Referring expression data
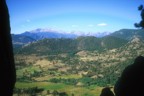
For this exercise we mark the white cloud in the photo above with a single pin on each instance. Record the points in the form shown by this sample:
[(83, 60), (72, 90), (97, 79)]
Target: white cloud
[(28, 20), (74, 25), (90, 25), (102, 24)]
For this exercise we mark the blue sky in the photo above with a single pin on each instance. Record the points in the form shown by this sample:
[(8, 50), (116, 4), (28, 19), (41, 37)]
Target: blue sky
[(79, 16)]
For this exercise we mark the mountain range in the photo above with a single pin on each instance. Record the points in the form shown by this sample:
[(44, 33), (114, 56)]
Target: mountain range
[(39, 34)]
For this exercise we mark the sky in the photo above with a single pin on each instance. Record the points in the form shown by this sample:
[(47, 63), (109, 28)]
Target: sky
[(73, 16)]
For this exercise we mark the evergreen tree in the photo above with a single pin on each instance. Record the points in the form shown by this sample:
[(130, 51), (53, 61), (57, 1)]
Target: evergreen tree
[(141, 23)]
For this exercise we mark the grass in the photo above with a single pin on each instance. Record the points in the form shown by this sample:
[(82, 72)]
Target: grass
[(70, 89)]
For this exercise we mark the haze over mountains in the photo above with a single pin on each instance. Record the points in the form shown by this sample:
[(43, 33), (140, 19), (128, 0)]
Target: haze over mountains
[(39, 34), (98, 60)]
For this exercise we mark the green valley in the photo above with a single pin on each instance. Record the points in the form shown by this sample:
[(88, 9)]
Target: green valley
[(73, 67)]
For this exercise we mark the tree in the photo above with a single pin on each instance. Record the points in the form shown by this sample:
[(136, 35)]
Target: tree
[(141, 23), (7, 66)]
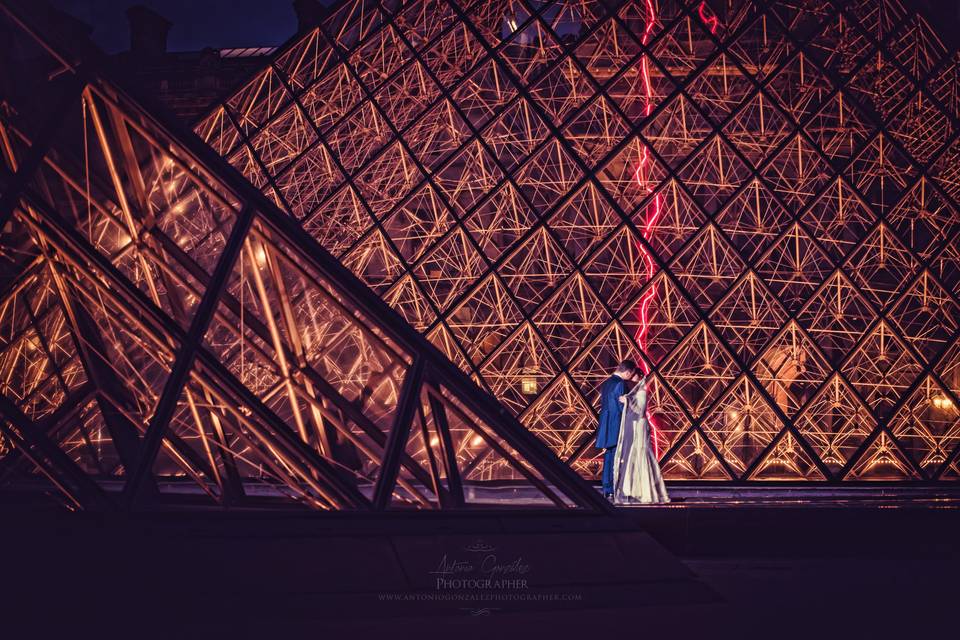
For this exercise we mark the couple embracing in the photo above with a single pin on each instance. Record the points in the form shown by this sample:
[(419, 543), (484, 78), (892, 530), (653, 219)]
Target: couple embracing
[(631, 474)]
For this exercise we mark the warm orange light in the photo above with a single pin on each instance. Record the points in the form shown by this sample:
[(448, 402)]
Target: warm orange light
[(941, 402)]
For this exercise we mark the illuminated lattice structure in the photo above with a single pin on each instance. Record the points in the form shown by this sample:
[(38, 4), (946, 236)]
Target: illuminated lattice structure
[(756, 200), (167, 334)]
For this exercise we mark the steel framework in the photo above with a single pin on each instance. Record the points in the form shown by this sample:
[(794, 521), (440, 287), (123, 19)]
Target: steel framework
[(756, 200), (168, 335)]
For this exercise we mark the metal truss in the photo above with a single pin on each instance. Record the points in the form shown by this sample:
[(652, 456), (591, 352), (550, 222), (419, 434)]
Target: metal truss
[(756, 200), (167, 336)]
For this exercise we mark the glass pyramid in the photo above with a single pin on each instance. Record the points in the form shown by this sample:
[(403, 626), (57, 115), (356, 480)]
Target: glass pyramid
[(167, 336)]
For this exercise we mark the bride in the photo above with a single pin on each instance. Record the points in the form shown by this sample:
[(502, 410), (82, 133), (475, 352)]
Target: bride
[(636, 473)]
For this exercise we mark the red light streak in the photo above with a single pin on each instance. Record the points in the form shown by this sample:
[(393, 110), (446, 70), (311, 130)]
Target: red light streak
[(654, 207)]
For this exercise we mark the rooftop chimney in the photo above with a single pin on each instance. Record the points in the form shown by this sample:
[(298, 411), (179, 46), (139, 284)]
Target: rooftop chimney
[(309, 14), (148, 31)]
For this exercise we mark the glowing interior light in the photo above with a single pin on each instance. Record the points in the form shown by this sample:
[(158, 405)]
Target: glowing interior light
[(941, 402), (529, 386), (654, 207), (712, 22), (261, 256)]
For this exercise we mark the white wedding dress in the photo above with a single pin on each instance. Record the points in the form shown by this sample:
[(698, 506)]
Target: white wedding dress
[(636, 473)]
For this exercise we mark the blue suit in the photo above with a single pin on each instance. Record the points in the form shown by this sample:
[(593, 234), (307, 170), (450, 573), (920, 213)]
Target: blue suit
[(608, 431)]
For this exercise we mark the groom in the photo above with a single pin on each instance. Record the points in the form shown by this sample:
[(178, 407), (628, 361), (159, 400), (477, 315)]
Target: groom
[(611, 408)]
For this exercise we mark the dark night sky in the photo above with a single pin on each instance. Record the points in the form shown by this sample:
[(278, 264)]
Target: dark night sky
[(250, 23)]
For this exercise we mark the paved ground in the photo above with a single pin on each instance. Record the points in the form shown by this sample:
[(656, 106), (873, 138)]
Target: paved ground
[(846, 568)]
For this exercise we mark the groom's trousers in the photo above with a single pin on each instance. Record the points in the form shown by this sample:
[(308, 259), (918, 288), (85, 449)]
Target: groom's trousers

Work request:
The entries above should be given again exactly, minus any pictures.

Exercise result:
For this exercise we mark the white cloud in the photo above with a single pin on each instance. Record the points in the form shown by this sample:
[(83, 60), (72, 90), (97, 79)]
Target: white cloud
[(28, 20), (74, 25), (90, 25), (102, 24)]
For this exercise we mark the blue sky in the photo above with a single pin on each instance. Record the points in the form shown by this sample:
[(8, 50), (116, 4), (28, 19), (41, 37)]
Target: blue sky
[(79, 16)]
For this exercise we mark the mountain range in the photo above with a single pin on each instance. Record the points in the form shown by this sample:
[(44, 33), (114, 56)]
Target: mountain range
[(39, 34)]
For this exercise we mark the sky in the photo above with a single pin on each instance. Record the points in the form shown by this sample:
[(47, 63), (109, 28)]
Target: sky
[(73, 16)]
For this exercise we mark the evergreen tree in the photo above with a single pin on each instance. Record the points in the form shown by this sample:
[(130, 51), (53, 61), (57, 1)]
Target: evergreen tree
[(141, 23)]
For this exercise we mark the grass in the photo above with a single pin on each instance. Record the points in the form shown by this sample:
[(82, 72)]
Target: grass
[(70, 89)]
For this exercise we mark the haze over mountains in the photo above with a single pin on each instance. Record the points in the form shown by this sample:
[(43, 33), (140, 19), (128, 0)]
Target: haze over mountains
[(39, 34), (98, 60)]
For this exercise we mark the green valley in the photo above with a single pin on each instance. Record the points in the form shown by this sample:
[(88, 9)]
Target: green valley
[(73, 67)]
For this exercise we mark the tree in the photo above with a single pin on each instance. Record the points in the form shown by this sample:
[(136, 35)]
Target: tree
[(141, 23), (7, 66)]
For this exercise we mark the couple embracing in the photo above with a single pin on each instance. Record the points in the form shown by this sample:
[(419, 543), (484, 78), (892, 530), (653, 219)]
Target: couple embracing
[(631, 474)]
For this exercise we mark the warm orange light in the photo above with a single pin on each instance. Record the points in the form shown by this sample:
[(448, 402)]
Target: warm orange light
[(941, 402)]
For this exercise we mark the illuminated lattice structure in the photo above with a single pin on each instance. Record the points in the form shown by this sample:
[(38, 4), (946, 236)]
Target: illuminated lattice structure
[(756, 200), (167, 334)]
For this exercise we mark the steel framework in the photo above with a single pin on each instance. Record the points in the form shown by this sample:
[(794, 521), (440, 287), (123, 19)]
Target: steel framework
[(756, 200), (168, 335)]
For this exercise we mark the metal truss in the photo above with a single pin on each instance. Record the points in the form shown by this sample:
[(652, 456), (591, 352), (550, 222), (419, 434)]
Target: metal truss
[(756, 200), (167, 336)]
For this exercise we mark the glass pyramid in the photo above with a single pin on each instance. Record the points in the form shown by this sample:
[(403, 626), (57, 115), (356, 480)]
Target: glass pyramid
[(167, 336)]
For this exercise we mark the bride in the photo above with a single pin on each instance. Record the points in the form shown by this sample:
[(502, 410), (82, 133), (475, 352)]
Target: bride
[(636, 473)]
For this exercise we mark the red light streak in the photo above with a single pin on each instance. Record the points in the form shown by this sample:
[(393, 110), (446, 70), (311, 130)]
Target: red light streak
[(654, 207)]
For this exercise we mark the rooftop chimney in the photo above with a single pin on each instance. Record the points in the form shown by this sample:
[(298, 411), (179, 46), (139, 284)]
Target: rooftop chimney
[(309, 14), (148, 31)]
For this exercise we mark the glowing interior light in the photo above with a single pin on each instance. Record the points in the form shown by this sample:
[(158, 405)]
Target: glowing interior light
[(941, 402), (529, 386), (654, 207), (712, 22), (261, 256)]
For this exercise we mark the white wedding dress in the photo above with a single pin on each instance. Record the points in the form shown by this sample:
[(698, 506)]
Target: white wedding dress
[(636, 473)]
For this exercise we mark the blue suit in the photo above with a single pin on each instance. Record the points in the form shown by this sample:
[(593, 234), (307, 170), (450, 573), (920, 213)]
Target: blue suit
[(608, 431)]
For this exercise we mark the groom in the photo above with a single pin on each instance. Record the points in the form shown by this sample:
[(178, 407), (628, 361), (159, 400), (477, 315)]
Target: groom
[(611, 408)]
For this exercise we mark the dark night sky in the photo above with a single pin on each instance. Record the points in the form shown by this sample:
[(278, 264)]
Target: dark night sky
[(250, 23)]
For this exercise we mark the paved ground in the photo above with a single pin on each instance. Record the points in the form shown by this sample:
[(656, 106), (873, 138)]
Target: paved ground
[(846, 568)]
For this exercise we mark the groom's trousers in the photo above with a single pin on each instance. Record the points in the form shown by this sample:
[(308, 259), (918, 288), (85, 449)]
Target: groom's trousers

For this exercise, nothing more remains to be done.